Projet de loi C-20 : Loi établissant la Commission d’examen et de traitement des plaintes du public et modifiant certaines lois et textes réglementaires

Déposé à la Chambre des communes le 21 juin 2022
Note explicative
L’article 4.2 de la Loi sur le ministère de la Justice exige que le ministre de la Justice prépare un « Énoncé concernant la Charte » pour chaque projet de loi du gouvernement afin d’éclairer le débat public et parlementaire au sujet d’un projet de loi du gouvernement. L’une des plus importantes responsabilités du ministre de la Justice est d’examiner le projet de loi afin d’évaluer l’incompatibilité avec la Charte canadienne des droits et libertés (la « Charte »). Par le dépôt d’un Énoncé concernant la Charte, le ministre partage plusieurs des considérations principales ayant informé l’examen visant à vérifier si un projet de loi est incompatible avec la Charte. L’Énoncé recense les droits et libertés garantis par la Charte susceptibles d’être touchés par un projet de loi et il explique brièvement la nature de ces répercussions, eu égard aux mesures proposées.
Un Énoncé concernant la Charte présente également les raisons pouvant justifier les restrictions qu’un projet de loi pourrait imposer aux droits et libertés garantis par la Charte. L’article premier de la Charte prévoit que ces droits et libertés peuvent être assujettis à des limites raisonnables, pourvu qu’elles soient prescrites par une règle de droit et que leurs justifications puissent se démontrer dans le cadre d’une société libre et démocratique. Cela signifie que le Parlement peut adopter des lois qui limitent les droits et libertés garantis par la Charte. Il n’y aura violation de la Charte que si la justification de ces limites ne peut être démontrée dans le cadre d’une société libre et démocratique.
Un Énoncé concernant la Charte vise à fournir des renseignements juridiques au public et au Parlement se rapportant aux effets possibles d’un projet de loi sur les droits et libertés dans la mesure où ces effets ne sont ni négligeables ni trop théoriques. Il ne s’agit pas d’un exposé détaillé de toutes les considérations liées à la Charte envisageables. D’autres considérations constitutionnelles pourraient également être soulevées pendant l’examen parlementaire et la modification d’un projet de loi. Un Énoncé ne constitue pas un avis juridique sur la constitutionnalité d’un projet de loi.
Considérations relatives à la Charte
Le ministre de la Justice a examiné le projet de loi C-20, Loi établissant la Commission d’examen et de traitement des plaintes du public et modifiant certaines lois et textes réglementaires, afin d’évaluer s’il est incompatible avec la Charte, suite à l’obligation que lui impose l’article 4.1 de la Loi sur le ministère de la Justice. Cet examen comprenait la prise en considération des objectifs et des caractéristiques du projet de loi.

◇ ◇ ◇ ◇

__Liste des tâches__:
#1 Recopiez le passage du texte sur le projet de loi C-20 qui commence aux mots « Un Énoncé concernant la Charte présente » et s'arrête après « démontrée dans le cadre d’une société libre et démocratique. ».
#2 Poursuivez le texte sur le projet de loi C-20 à partir de sa dernière phrase.
Le matériel qui suit est indépendant du texte sur le projet de loi C-20.

◇ ◇ ◇ ◇

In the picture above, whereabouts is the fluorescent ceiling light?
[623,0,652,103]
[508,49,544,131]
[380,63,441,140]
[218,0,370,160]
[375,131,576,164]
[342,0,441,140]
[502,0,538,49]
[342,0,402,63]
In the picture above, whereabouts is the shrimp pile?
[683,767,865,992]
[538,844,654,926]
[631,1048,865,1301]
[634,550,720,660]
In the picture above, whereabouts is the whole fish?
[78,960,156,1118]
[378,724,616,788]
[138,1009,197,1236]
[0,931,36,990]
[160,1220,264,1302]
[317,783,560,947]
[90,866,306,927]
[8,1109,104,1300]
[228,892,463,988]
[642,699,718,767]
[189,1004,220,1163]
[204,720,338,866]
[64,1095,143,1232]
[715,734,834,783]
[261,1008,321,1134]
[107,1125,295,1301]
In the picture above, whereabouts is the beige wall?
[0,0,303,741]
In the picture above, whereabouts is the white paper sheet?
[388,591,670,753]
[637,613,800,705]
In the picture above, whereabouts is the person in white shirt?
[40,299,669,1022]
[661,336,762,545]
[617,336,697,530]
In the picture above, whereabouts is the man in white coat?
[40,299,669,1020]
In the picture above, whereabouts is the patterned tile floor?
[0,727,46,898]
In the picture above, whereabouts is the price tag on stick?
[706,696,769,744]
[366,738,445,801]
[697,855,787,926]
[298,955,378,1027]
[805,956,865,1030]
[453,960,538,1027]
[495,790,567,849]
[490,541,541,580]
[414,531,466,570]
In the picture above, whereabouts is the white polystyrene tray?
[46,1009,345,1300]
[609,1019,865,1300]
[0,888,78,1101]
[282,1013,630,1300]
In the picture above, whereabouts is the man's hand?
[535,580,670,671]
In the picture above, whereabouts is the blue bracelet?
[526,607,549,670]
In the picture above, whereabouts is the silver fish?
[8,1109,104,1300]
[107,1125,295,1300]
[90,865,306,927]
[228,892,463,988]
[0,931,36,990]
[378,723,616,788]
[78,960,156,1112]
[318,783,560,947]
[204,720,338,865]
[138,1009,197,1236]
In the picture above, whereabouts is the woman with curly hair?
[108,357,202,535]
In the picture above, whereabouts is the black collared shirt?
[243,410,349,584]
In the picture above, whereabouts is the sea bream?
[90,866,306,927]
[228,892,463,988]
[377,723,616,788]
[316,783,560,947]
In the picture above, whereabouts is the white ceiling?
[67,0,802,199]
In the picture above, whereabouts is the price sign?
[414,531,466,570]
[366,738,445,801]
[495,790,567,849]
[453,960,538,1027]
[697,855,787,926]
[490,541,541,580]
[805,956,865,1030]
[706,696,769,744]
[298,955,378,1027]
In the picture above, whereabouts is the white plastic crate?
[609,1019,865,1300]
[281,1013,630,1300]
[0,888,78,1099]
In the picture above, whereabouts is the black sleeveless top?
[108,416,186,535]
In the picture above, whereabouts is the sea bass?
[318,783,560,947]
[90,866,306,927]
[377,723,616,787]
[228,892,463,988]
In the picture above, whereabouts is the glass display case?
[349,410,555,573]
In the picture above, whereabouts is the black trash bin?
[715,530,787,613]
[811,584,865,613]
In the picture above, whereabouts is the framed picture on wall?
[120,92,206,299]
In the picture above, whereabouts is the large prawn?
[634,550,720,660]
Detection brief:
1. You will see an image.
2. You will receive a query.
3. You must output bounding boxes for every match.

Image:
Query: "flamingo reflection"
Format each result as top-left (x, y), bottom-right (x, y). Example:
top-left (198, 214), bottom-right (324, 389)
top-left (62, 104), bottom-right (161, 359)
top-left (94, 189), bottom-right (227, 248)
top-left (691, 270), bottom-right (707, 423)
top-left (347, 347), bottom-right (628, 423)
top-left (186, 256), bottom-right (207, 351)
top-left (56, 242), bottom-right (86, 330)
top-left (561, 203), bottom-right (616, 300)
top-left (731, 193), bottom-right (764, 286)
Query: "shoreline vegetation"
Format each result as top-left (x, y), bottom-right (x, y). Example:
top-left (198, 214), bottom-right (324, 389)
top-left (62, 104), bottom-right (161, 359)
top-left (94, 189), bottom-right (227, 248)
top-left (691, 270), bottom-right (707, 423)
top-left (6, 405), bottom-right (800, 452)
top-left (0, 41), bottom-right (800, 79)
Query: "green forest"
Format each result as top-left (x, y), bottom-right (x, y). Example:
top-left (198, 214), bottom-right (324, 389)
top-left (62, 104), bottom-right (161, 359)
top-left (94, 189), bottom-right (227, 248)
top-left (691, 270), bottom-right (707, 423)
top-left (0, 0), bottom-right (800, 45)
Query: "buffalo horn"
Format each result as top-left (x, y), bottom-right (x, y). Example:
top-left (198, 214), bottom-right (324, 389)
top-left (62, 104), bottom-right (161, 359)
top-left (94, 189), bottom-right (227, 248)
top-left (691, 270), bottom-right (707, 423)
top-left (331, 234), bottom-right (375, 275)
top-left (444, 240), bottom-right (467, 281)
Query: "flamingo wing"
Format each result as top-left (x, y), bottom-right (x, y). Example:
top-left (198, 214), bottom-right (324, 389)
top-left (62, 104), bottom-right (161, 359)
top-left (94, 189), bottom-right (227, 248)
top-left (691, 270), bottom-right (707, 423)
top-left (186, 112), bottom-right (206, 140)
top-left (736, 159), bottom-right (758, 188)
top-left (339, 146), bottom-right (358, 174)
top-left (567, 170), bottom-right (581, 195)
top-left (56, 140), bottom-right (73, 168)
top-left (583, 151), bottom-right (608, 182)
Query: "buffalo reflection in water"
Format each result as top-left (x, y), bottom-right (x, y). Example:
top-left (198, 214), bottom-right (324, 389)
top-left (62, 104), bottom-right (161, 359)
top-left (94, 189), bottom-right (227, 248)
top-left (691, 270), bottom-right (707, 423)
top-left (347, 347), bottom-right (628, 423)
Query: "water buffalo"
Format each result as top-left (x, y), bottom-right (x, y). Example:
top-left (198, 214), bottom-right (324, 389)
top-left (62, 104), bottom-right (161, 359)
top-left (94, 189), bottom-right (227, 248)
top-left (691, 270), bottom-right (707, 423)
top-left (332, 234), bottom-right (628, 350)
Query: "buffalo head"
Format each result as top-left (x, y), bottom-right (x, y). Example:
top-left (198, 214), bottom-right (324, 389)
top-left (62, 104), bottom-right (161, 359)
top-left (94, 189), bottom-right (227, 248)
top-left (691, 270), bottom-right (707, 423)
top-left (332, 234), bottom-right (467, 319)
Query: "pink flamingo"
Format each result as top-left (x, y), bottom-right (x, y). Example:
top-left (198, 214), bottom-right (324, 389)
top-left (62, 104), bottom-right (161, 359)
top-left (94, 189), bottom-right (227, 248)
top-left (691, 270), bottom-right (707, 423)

◇ ◇ ◇ ◇

__Corrigé__:
#1
Un Énoncé concernant la Charte présente également les raisons pouvant justifier les restrictions qu’un projet de loi pourrait imposer aux droits et libertés garantis par la Charte. L’article premier de la Charte prévoit que ces droits et libertés peuvent être assujettis à des limites raisonnables, pourvu qu’elles soient prescrites par une règle de droit et que leurs justifications puissent se démontrer dans le cadre d’une société libre et démocratique. Cela signifie que le Parlement peut adopter des lois qui limitent les droits et libertés garantis par la Charte. Il n’y aura violation de la Charte que si la justification de ces limites ne peut être démontrée dans le cadre d’une société libre et démocratique.

#2
Voici une analyse non exhaustive des façons par lesquelles le projet de loi C-20 est susceptible de toucher les droits et libertés garantis par la Charte. Elle est présentée en vue d’aider à éclairer le débat public et parlementaire relativement au projet de loi. Elle n’inclut pas de description exhaustive du projet de loi, mais est plutôt axée sur les éléments qui sont pertinents pour l’énoncé concernant la Charte.
Aperçu
Le projet de loi C-20 propose de créer la Commission d’examen et de traitement des plaintes du public (« la Commission »), un organisme d’examen et de traitement des plaintes indépendant amélioré pour la Gendarmerie royale du Canada (GRC) et l’Agence des services frontaliers du Canada (ASFC). Cette commission améliorée remplacerait l’organisme d’examen existant de la GRC, la Commission civile d'examen et de traitement des plaintes relatives à la GRC (CCETP).
Le projet de loi donnerait à la Commission le pouvoir d’examiner des activités précises de l’ASFC qui ne sont pas liées à la sécurité nationale ainsi que celui d’enquêter sur les plaintes concernant le niveau de service ou la conduite du personnel de l’ASFC, notamment en ce qui touche le traitement des personnes détenues et leurs conditions de détention. Il modifierait en outre la Loi sur l’Agence des services frontaliers du Canada pour exiger que l’ASFC mène des enquêtes sur les incidents graves mettant en cause les dirigeants ou les employés de l’Agence.
Accès aux renseignements et utilisation
Le projet de loi donnerait à la Commission, sous réserve de certaines exceptions, un droit d’accès aux renseignements qui relèvent de la GRC ou de l’ASFC ou dont celles-ci disposent et qui, selon la Commission, sont pertinents à l’égard de l’exercice de ses pouvoirs et fonctions. Par exemple, la Commission n’aurait pas un droit d’accès aux renseignements confidentiels du Cabinet ou aux renseignements commerciaux dont le Canada s’est engagé à assurer la confidentialité dans le cadre d’une entente internationale.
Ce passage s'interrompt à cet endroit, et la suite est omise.